* STUDY TEXT
Thanks brother! Yes, they can definitely mess up a dog unfortunately. A family friend of ours lost his dog a few years ago. He had a black lab named (woof) he cornered one in the barn and before he could get there the raccoon flipped on his back and clawed the belly out of the poor dog. There vicious little creatures.


----------



## Island made (Aug 14, 2019)

hoggy said:


> dropped 'em like toilet seats. well placed shots.


Thanks!


----------



## Island made (Aug 14, 2019)

madmax96 said:


> Awesome shot placement ! I love me some 8mm steel action. The penetration with my .6 bands makes me think if I ever go back to 9,5 or 11mm steel.. leaves no room for mistakes but so far all I've hit in the center was dead before it hit the ground. Good Hunting


The key to small ammo is well placed shots as you said, but with the speeds of modern elastics it’s incredible what it will do!


----------



## Island made (Aug 14, 2019)

Adonis said:


> Clean shot Shane. Good one.


Thanks so much!


----------



## Leadhead (8 mo ago)

I use 8 and 9 mm lead for hunting never had a problem .


----------



## Booral121 (Jan 6, 2019)

@Island made brilliant buddy 👊🎯👍 I scream light setups are the business all the time buddy this is a prime example of it. Have you tried 8.7mm steels yet Iove them.


----------



## Ibojoe (Mar 13, 2016)

Nice shootn Shane. Keep at it you’ve almost got me convinced 🤣. 
They are one of the most destructive animals on the planet. I got a couple of adults afew weeks back. I hear ya, there’s no end to em. Here anyway, they just keep coming!

* DATA EXTRACT
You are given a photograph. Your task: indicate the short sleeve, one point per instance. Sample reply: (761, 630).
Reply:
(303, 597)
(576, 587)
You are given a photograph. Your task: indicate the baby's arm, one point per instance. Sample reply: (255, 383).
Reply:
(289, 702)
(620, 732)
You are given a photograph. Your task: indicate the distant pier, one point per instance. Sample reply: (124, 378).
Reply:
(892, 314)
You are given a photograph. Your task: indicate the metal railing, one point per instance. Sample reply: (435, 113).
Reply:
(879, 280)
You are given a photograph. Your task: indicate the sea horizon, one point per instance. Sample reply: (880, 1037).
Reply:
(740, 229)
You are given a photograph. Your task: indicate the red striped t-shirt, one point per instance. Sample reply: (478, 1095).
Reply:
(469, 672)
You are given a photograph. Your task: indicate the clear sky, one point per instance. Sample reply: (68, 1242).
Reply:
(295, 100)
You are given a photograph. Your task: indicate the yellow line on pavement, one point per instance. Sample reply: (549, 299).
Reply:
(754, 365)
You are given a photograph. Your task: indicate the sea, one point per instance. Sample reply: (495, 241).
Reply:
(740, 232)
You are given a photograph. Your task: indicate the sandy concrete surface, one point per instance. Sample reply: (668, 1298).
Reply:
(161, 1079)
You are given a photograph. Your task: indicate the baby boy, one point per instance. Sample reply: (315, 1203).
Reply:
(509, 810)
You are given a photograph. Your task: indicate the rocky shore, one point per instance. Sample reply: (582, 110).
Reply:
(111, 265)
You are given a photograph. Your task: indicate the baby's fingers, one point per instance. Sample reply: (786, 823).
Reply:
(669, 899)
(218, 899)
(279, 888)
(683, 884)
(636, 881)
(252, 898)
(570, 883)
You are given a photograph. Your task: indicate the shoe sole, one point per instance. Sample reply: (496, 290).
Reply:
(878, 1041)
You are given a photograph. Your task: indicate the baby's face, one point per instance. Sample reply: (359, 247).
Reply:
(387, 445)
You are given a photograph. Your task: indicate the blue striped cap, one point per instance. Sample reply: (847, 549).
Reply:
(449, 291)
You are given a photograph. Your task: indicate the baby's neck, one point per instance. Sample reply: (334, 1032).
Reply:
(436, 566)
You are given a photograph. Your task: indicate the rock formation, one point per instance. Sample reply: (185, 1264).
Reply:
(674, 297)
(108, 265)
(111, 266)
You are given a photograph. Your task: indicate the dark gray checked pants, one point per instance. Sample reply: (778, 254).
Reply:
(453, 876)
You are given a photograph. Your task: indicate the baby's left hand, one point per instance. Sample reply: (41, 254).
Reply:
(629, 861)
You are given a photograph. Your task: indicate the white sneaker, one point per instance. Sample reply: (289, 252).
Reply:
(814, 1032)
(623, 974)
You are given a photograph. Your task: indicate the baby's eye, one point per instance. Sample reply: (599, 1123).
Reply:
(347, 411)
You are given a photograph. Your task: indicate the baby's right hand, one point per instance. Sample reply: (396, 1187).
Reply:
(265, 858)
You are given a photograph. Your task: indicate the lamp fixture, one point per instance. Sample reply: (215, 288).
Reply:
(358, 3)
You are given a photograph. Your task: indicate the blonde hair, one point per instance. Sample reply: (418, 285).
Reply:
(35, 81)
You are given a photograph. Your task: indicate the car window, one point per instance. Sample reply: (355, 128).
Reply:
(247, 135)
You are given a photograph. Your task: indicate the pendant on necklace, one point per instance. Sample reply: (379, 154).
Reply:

* ACTIVITY
Continue the slingshot hunting thread from the point where it stops.

* ANSWER SECTION
----------



## Roll Fast (Sep 19, 2021)

Good shooting. They are fair game when they are in your barn! 
Can't beat accurate shooting. Accuracy trumps power any day.
But actual penetration? That is good. Have had .22 LR shots bounce off their skulls.......


----------



## Rb1984 (Sep 25, 2020)

Awesome mate! good hunting💪🏼💪🏼🎯🚀

Two days ago I shot a squirrel with 8mm steel and bsb white .50 and short draw. 18/12 taper.

I don't know exactly where I hit it, but the squirrel fell from the branch at once, into a huge area of brambles. I couldn't get in to retrieve it, a pity.

I thought I wasn't going to take her down since I heard that squirrels are tough and need at least 3/8 ball, but the 8mm steel knocked her down instantly, and with short draw.


----------



## Island made (Aug 14, 2019)

Leadhead said:


> I use 8 and 9 mm lead for hunting never had a problem .


Those are both very good ammo sizes in lead. Enough weight, but still small enough to penetrate


----------



## Island made (Aug 14, 2019)

Booral121 said:


> @Island made brilliant buddy 👊🎯👍 I scream light setups are the business all the time buddy this is a prime example of it. Have you tried 8.7mm steels yet Iove them.


I’ve always shot heavy, and I’ve been going lighter as bigger ammo is hard to come by here in Canada for a decent price. I’m pleasantly surprised with the 8mm


----------



## Island made (Aug 14, 2019)

Ibojoe said:


> Nice shootn Shane. Keep at it you’ve almost got me convinced 🤣.
> They are one of the most destructive animals on the planet. I got a couple of adults afew weeks back. I hear ya, there’s no end to em. Here anyway, they just keep coming!


Haha, you don’t get the “thump” you do with the heavy stuff, but the speed and penetration is remarkable


----------



## Island made (Aug 14, 2019)

Roll Fast said:


> Good shooting. They are fair game when they are in your barn!
> Can't beat accurate shooting. Accuracy trumps power any day.
> But actual penetration? That is good. Have had .22 LR shots bounce off their skulls.......


Yup, there tough creatures for sure! But a 8mm steel close to 400 fps right behind the eye penetrates the skull nicely.


----------



## Island made (Aug 14, 2019)

Rb1984 said:


> Awesome mate! good hunting💪🏼💪🏼🎯🚀
> 
> Two days ago I shot a squirrel with 8mm steel and bsb white .50 and short draw. 18/12 taper.
> 
> ...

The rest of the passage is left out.